Information supplied:
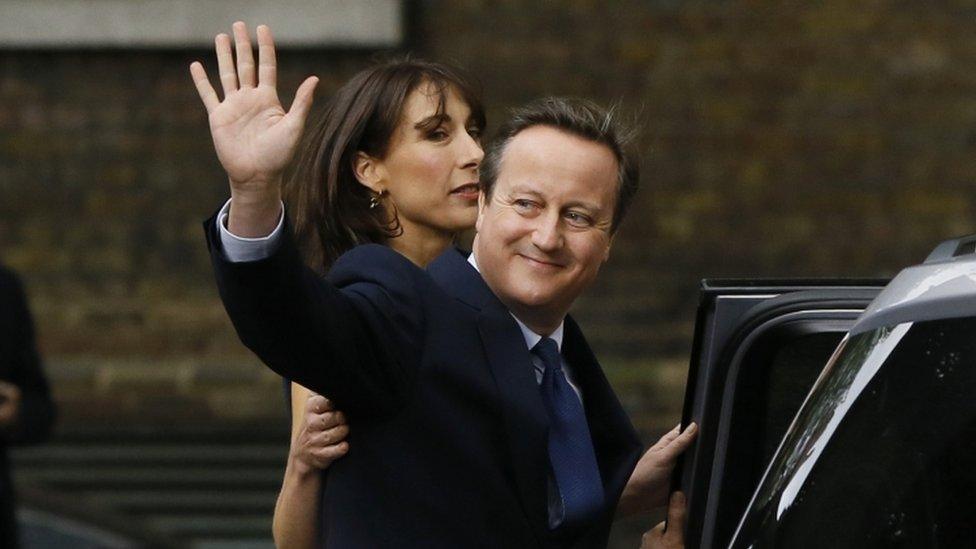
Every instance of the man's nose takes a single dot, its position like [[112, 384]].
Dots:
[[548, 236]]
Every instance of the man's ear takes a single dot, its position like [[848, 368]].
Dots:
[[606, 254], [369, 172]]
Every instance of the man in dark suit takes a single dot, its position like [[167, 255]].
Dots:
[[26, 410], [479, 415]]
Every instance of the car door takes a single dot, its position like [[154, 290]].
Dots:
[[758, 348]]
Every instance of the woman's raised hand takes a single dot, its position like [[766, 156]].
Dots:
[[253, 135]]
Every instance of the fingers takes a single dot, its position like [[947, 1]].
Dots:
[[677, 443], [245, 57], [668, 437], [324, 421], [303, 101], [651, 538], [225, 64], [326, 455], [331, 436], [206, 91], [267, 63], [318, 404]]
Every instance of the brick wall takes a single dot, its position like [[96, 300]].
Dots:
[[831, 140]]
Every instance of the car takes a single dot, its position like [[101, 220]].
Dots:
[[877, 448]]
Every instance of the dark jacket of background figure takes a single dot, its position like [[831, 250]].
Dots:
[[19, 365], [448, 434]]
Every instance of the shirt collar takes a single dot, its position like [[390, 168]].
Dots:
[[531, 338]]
--
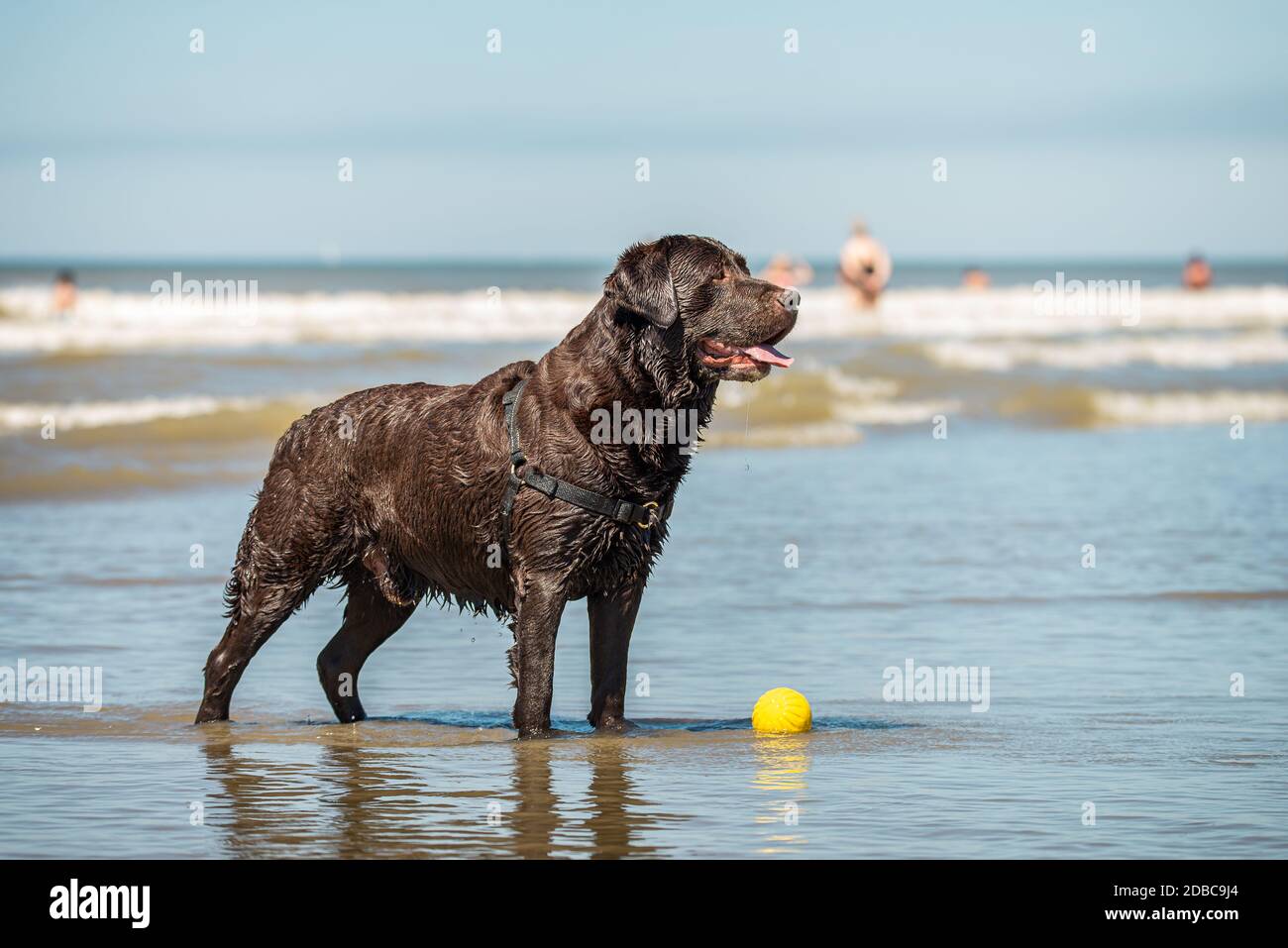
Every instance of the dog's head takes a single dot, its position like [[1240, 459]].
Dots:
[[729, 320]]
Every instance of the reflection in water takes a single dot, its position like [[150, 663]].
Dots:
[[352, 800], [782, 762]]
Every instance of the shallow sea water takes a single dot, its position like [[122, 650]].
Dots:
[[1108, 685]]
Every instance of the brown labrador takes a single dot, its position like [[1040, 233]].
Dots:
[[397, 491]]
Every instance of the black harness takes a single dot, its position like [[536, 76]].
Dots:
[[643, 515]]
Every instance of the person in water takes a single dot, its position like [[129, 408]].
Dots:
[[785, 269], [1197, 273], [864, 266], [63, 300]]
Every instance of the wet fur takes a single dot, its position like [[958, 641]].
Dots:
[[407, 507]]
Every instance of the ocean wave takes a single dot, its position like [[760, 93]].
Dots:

Challenge:
Copy every line of the items above that contains the word "dark".

Written answer:
Every instance of the man in dark suit takes a single dot, its position like [[167, 255]].
Every instance of the dark jacket of background figure takes a single dot, its position like [[831, 250]].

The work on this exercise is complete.